Exactly. I think AI gets underestimated on execution and overestimated on judgment at the same time.
Once the direction is clear it can move insanely fast, but defining what good actually means in a messy real-world context still feels much harder to outsource.
Really interesting perspective and largely agree.
I built S-BIZ (inava.app) using Claude Code and the experience taught me exactly what you're describing. Claude is an extraordinary builder but it has no opinion on what to build or why. The architecture, the logic, the rules engine that watches every task continuously — that all came from years of running an engineering company and feeling the pain of zero visibility firsthand.
And here's something people don't talk about enough — you have to be in the driver's seat every single step of the way. The moment you let Claude make a fundamental decision you don't fully understand, you've lost control of your own product. It will confidently go in the wrong direction and take you with it. I reviewed, challenged and redirected constantly. The speed is remarkable but the judgment has to be yours.
The UX point is real too. Getting S-BIZ to feel right — the colour coding, the way alerts surface, the psychology of making people feel accountable rather than surveilled — that required constant human judgment. Claude would build exactly what you asked and nothing more. The craft is still human.
On security — completely agree. You have to know what you're doing. Claude will confidently build you something that works perfectly and exposes everything if you're not watching carefully. I caught several moments where a wrong turn could have been catastrophic.
But here's where I'd push back slightly. The question isn't whether AI can replace product thinking — it can't. The question is whether a founder with deep domain expertise and Claude Code can now build something in months that previously required a team and years.
I think the answer is yes. And that changes everything about who gets to build software.
S-BIZ exists because I had a problem nobody was solving well enough. Claude Code let me build the solution. The insight, the architecture, the judgment — that was mine every step of the way.
* * *
REQUIREMENT: Copy out the full comment thread on building software with Claude Code, word for word.

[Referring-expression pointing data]
* * *
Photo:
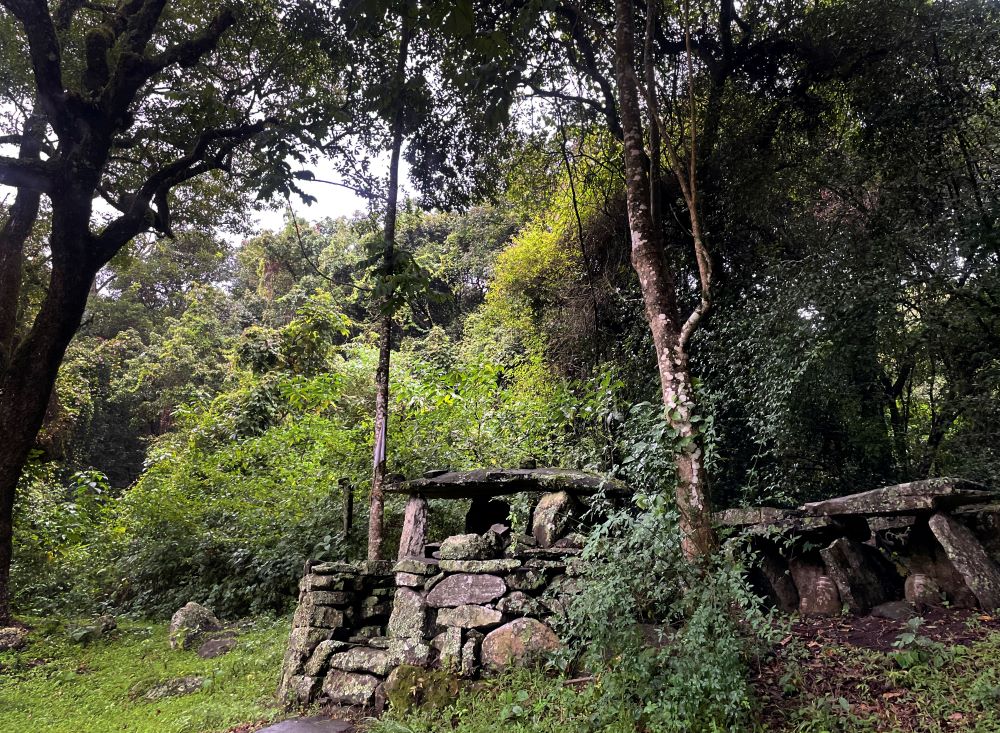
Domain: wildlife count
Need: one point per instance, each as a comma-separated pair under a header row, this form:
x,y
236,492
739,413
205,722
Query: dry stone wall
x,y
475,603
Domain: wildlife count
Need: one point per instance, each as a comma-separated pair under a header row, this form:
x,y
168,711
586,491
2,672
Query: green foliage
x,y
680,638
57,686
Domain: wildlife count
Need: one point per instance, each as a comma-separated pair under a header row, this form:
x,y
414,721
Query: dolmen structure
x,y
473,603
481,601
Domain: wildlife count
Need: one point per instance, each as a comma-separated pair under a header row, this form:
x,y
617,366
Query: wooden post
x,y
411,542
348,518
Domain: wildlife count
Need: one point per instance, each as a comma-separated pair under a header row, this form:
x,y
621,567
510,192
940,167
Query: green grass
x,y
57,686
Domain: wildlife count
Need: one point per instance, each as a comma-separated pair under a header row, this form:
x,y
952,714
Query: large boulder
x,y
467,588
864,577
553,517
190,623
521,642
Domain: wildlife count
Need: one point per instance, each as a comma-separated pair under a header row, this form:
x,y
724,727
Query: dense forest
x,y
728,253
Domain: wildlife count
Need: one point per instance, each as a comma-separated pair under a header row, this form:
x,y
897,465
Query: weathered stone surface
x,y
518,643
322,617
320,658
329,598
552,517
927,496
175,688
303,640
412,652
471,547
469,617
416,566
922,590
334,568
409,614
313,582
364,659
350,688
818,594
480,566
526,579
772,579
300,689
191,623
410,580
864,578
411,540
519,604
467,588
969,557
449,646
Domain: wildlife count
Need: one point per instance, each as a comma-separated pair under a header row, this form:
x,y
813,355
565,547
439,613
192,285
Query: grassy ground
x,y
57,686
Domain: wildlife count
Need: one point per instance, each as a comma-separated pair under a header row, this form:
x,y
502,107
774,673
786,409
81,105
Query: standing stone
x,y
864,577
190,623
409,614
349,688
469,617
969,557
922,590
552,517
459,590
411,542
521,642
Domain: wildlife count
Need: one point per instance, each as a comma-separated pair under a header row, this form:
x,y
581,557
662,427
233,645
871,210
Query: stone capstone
* * *
OUTPUT OF THE EXERCISE:
Exactly. I think AI gets underestimated on execution and overestimated on judgment at the same time.
Once the direction is clear it can move insanely fast, but defining what good actually means in a messy real-world context still feels much harder to outsource.
Really interesting perspective and largely agree.
I built S-BIZ (inava.app) using Claude Code and the experience taught me exactly what you're describing. Claude is an extraordinary builder but it has no opinion on what to build or why. The architecture, the logic, the rules engine that watches every task continuously — that all came from years of running an engineering company and feeling the pain of zero visibility firsthand.
And here's something people don't talk about enough — you have to be in the driver's seat every single step of the way. The moment you let Claude make a fundamental decision you don't fully understand, you've lost control of your own product. It will confidently go in the wrong direction and take you with it. I reviewed, challenged and redirected constantly. The speed is remarkable but the judgment has to be yours.
The UX point is real too. Getting S-BIZ to feel right — the colour coding, the way alerts surface, the psychology of making people feel accountable rather than surveilled — that required constant human judgment. Claude would build exactly what you asked and nothing more. The craft is still human.
On security — completely agree. You have to know what you're doing. Claude will confidently build you something that works perfectly and exposes everything if you're not watching carefully. I caught several moments where a wrong turn could have been catastrophic.
But here's where I'd push back slightly. The question isn't whether AI can replace product thinking — it can't. The question is whether a founder with deep domain expertise and Claude Code can now build something in months that previously required a team and years.
I think the answer is yes. And that changes everything about who gets to build software.
S-BIZ exists because I had a problem nobody was solving well enough. Claude Code let me build the solution. The insight, the architecture, the judgment — that was mine every step of the way.